* _OBJECTIVE_: Put the lines of the records below, from the line with "person shown in this photo, matching this sample?" to the line with "point(406, 838)", into a JSON list of strings, one string per line and no blank lines. Include both end lines and no other lines.

* _LISTING_:
========
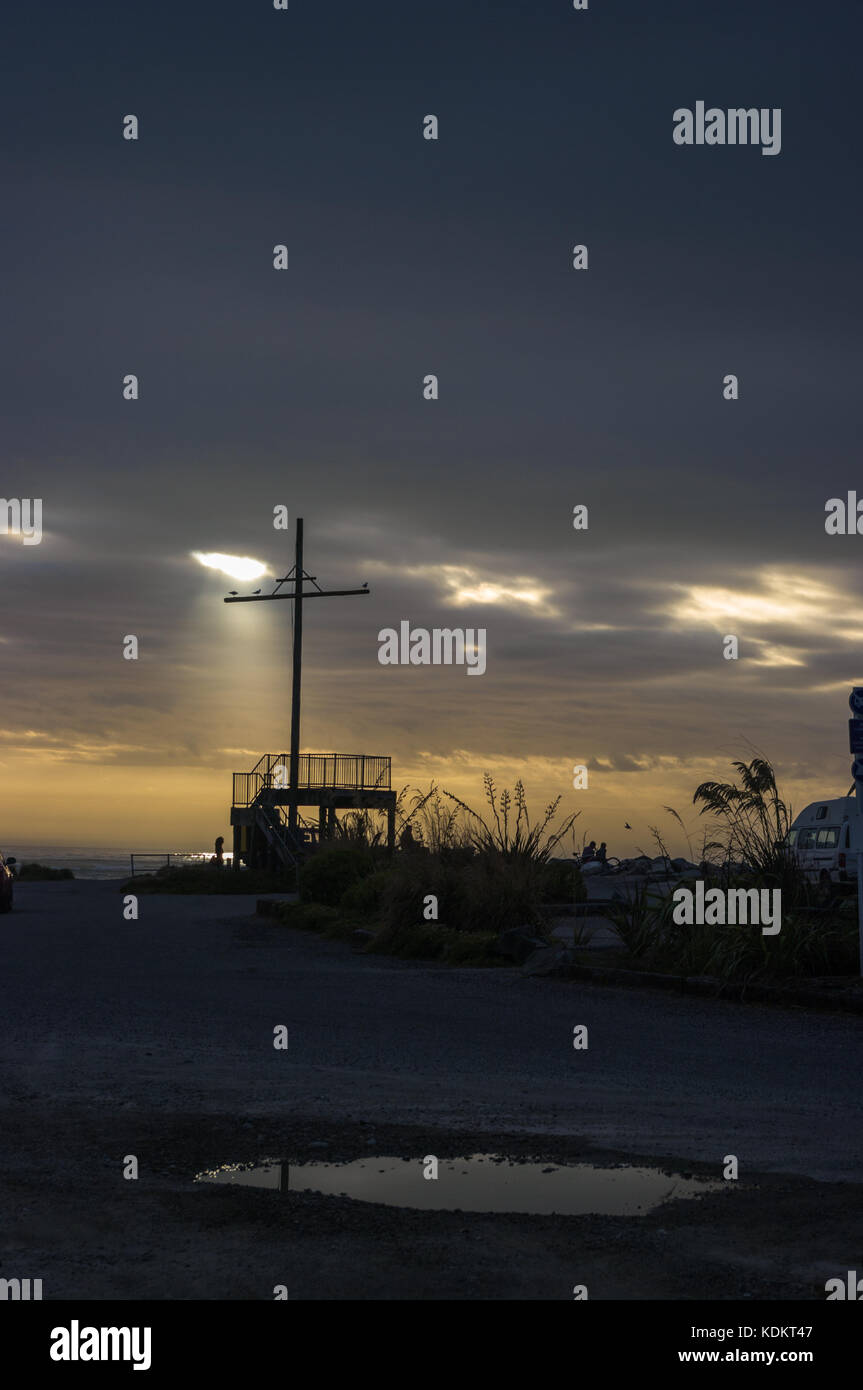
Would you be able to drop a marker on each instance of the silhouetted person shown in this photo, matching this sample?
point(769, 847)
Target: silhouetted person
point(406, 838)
========
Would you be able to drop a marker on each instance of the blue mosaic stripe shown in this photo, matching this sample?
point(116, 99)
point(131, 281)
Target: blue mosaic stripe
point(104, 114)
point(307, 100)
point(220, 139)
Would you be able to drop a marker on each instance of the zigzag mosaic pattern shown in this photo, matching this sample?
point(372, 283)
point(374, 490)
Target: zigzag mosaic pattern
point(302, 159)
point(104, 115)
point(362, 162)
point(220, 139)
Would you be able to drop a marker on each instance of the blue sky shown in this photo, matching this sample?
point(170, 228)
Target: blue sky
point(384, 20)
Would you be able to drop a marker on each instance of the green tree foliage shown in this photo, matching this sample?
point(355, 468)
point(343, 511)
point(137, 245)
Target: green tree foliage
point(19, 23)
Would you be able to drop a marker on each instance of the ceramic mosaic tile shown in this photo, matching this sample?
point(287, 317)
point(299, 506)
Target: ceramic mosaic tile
========
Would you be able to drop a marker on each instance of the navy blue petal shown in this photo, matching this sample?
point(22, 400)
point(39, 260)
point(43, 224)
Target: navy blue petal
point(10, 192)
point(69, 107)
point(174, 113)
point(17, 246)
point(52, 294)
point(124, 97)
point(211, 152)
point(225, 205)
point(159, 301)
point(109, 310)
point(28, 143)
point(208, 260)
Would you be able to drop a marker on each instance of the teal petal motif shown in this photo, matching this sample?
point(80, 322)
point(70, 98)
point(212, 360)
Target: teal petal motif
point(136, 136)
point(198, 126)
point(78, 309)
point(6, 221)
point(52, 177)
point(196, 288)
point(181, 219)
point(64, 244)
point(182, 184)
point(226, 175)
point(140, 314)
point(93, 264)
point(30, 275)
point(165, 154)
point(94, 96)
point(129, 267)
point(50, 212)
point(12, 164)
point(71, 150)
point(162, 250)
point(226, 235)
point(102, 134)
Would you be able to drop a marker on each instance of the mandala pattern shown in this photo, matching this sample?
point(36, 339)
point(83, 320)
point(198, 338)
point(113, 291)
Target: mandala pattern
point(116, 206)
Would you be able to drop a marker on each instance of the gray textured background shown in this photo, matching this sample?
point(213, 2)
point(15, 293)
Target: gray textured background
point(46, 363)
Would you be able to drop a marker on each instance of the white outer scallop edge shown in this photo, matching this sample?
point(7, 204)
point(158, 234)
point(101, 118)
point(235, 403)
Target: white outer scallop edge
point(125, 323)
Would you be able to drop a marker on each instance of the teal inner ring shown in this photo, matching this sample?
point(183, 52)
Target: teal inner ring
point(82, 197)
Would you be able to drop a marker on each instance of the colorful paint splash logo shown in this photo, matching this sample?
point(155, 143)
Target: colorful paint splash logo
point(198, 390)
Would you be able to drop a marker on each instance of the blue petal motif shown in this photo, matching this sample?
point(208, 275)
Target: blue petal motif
========
* _OUTPUT OF THE TASK_:
[
  "Would you be able to drop a marker on each instance of the silhouetted person shown in this photo, matching this sample?",
  "point(769, 847)",
  "Target: silhouetted person",
  "point(406, 838)"
]